[Given records start]

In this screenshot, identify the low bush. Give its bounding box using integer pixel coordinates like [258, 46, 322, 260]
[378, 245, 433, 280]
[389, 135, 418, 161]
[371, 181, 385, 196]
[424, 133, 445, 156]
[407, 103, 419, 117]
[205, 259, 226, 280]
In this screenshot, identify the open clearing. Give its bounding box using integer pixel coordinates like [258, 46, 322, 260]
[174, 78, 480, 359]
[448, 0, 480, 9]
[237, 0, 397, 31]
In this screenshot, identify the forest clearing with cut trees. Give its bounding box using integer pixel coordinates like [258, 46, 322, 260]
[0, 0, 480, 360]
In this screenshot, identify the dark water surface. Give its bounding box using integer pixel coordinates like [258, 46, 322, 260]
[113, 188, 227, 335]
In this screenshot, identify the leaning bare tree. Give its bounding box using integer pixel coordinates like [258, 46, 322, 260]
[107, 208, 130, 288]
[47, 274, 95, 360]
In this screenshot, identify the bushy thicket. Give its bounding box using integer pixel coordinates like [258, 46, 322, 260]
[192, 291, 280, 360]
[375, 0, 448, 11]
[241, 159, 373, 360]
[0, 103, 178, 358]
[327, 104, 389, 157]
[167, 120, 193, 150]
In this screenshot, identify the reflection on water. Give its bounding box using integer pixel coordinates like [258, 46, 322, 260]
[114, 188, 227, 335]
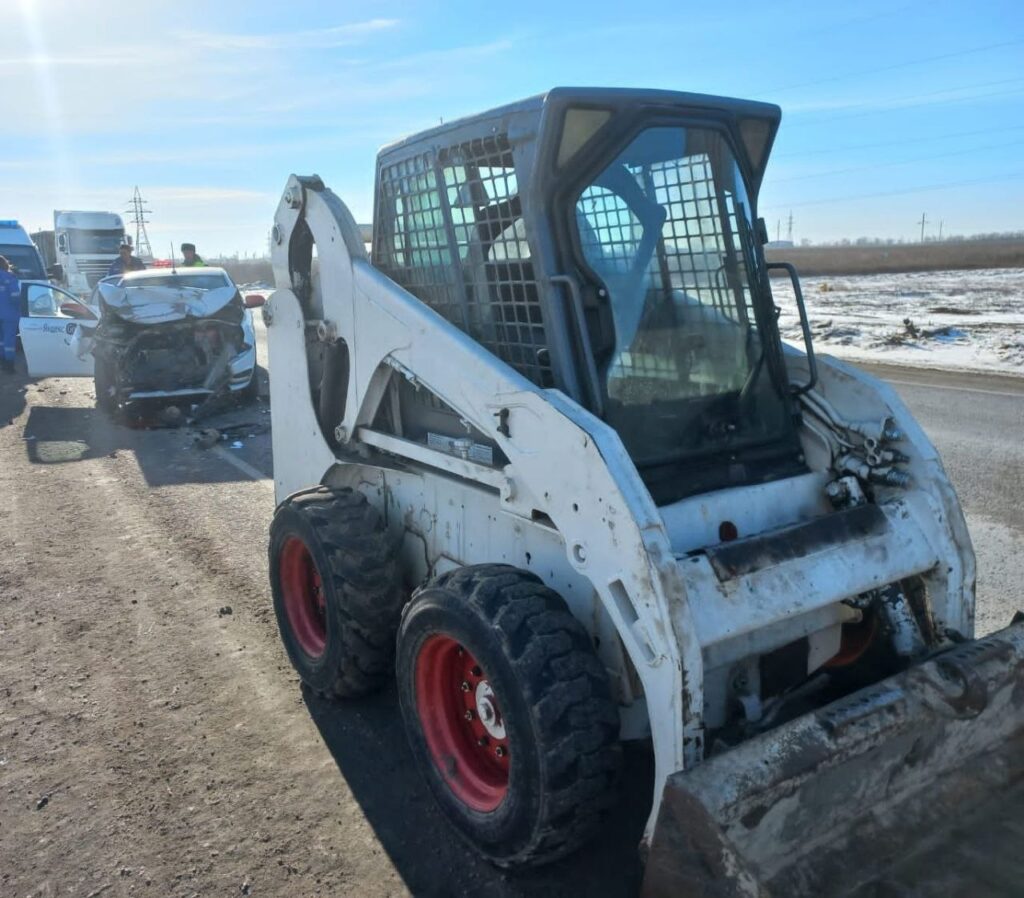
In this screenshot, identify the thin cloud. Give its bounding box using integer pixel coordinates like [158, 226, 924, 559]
[179, 18, 398, 50]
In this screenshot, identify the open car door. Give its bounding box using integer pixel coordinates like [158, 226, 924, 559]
[18, 281, 98, 377]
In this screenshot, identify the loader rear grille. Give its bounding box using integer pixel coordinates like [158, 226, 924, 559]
[373, 134, 553, 387]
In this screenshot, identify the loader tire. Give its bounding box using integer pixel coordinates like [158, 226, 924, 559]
[268, 487, 406, 698]
[397, 564, 622, 867]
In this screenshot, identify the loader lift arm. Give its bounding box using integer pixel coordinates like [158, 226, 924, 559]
[264, 88, 1024, 884]
[264, 176, 702, 830]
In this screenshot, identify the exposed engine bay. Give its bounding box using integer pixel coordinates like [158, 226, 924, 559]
[83, 274, 255, 404]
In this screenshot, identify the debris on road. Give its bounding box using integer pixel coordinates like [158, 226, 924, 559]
[196, 427, 220, 448]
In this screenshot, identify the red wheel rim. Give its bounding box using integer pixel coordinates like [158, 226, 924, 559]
[281, 537, 327, 658]
[416, 635, 509, 812]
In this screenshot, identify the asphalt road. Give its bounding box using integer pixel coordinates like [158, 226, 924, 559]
[864, 366, 1024, 633]
[0, 326, 1024, 896]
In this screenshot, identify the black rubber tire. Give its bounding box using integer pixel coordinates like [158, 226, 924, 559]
[397, 564, 622, 867]
[268, 487, 406, 698]
[92, 356, 118, 414]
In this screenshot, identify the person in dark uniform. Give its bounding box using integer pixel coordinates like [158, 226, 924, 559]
[106, 244, 145, 277]
[181, 244, 206, 268]
[0, 256, 22, 374]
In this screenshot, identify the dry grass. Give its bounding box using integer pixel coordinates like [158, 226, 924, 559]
[767, 240, 1024, 275]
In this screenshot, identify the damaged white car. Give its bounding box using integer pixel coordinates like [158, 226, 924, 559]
[20, 268, 263, 411]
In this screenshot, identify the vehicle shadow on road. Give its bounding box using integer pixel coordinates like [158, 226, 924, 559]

[Given records end]

▶ Objective:
Rewrite every row above, changing "screenshot" to "photo" and keeping everything else the same. Leave the pictures out.

▶ Answer in full:
In this photo, identify the low bush. Give its bounding box using integer pixel coordinates like [258, 46, 322, 260]
[378, 245, 433, 280]
[389, 135, 418, 161]
[371, 181, 385, 196]
[424, 133, 445, 156]
[407, 103, 419, 117]
[205, 259, 226, 280]
In this photo, identify the open clearing. Give its bounding box using integer pixel coordinates like [258, 46, 322, 260]
[174, 78, 480, 359]
[448, 0, 480, 9]
[237, 0, 397, 31]
In this photo, identify the forest clearing with cut trees. Give its bounding box using integer pixel coordinates like [258, 46, 322, 260]
[0, 0, 480, 360]
In this photo, identify the dark water surface. Give its bounding box using integer pixel coordinates like [258, 46, 322, 260]
[113, 188, 227, 335]
In this photo, identify the leaning bare tree. Give its bounding box using integer pixel coordinates like [258, 46, 322, 260]
[107, 208, 130, 288]
[47, 274, 95, 360]
In this photo, identify the bushy thicket. Give its bounding box using integer pixel coordinates like [258, 46, 322, 260]
[192, 291, 280, 360]
[375, 0, 448, 11]
[241, 159, 373, 360]
[0, 103, 178, 358]
[327, 104, 389, 157]
[167, 120, 193, 150]
In this photo, identify the reflection on water. Give its bounding box using integer pixel coordinates like [258, 46, 322, 260]
[114, 188, 227, 335]
In this photo, identify the thin cloud. Give its bounding box using integer pixel coordinates like [158, 226, 924, 559]
[179, 18, 398, 50]
In this photo, identify the open car door. Give its bounding box using integer pixel coordinates like [158, 226, 924, 559]
[18, 281, 98, 377]
In this photo, identify the loader rear grille. Give its bounding box using integer pixel coordinates like [158, 226, 924, 559]
[373, 134, 553, 387]
In this photo, identify the loader tire. Give its bounding box using integer pixel coordinates like [158, 226, 924, 559]
[268, 487, 406, 698]
[397, 564, 622, 867]
In this photo, identify the loader lift arm. Give its bounding box using integer pixel coordinates like [158, 226, 924, 559]
[264, 88, 1024, 884]
[264, 176, 702, 830]
In this photo, identify the exposed engine bay. Give its bounding box using integer pixel coordinates like [158, 226, 924, 559]
[83, 274, 255, 404]
In this photo, identify the debris on road. Give its bounding box using integer pixel coordinates like [158, 226, 924, 559]
[196, 427, 220, 448]
In this photo, identify the red wheel rim. Give its bounding box using integer pixel coordinates like [158, 226, 924, 559]
[281, 537, 327, 658]
[416, 635, 509, 812]
In this photo, identify the asphalt road. Give its bounding box using integer pixel coordinates like [158, 226, 924, 559]
[864, 366, 1024, 633]
[0, 326, 1024, 896]
In this photo, identify the black rubber tire. Give its bounding box using integer pixel coordinates like [158, 226, 924, 559]
[397, 564, 622, 867]
[268, 487, 406, 698]
[92, 356, 118, 414]
In this photo, identify the person in dark uniform. Give its bounding box using integer pixel coordinates like [158, 226, 924, 559]
[106, 244, 145, 277]
[181, 244, 206, 268]
[0, 256, 22, 374]
In this photo, identify the dry grass. Give its bounding box using integer pixel coordinates like [158, 226, 924, 559]
[767, 240, 1024, 275]
In this photo, identify the damaged white car. Give its bounding box using integer pixel coordinates like [158, 226, 924, 559]
[20, 268, 263, 411]
In this photo, identify the vehicle shadow on road. Give its bounding box using integer pixel coordinates like [158, 226, 924, 559]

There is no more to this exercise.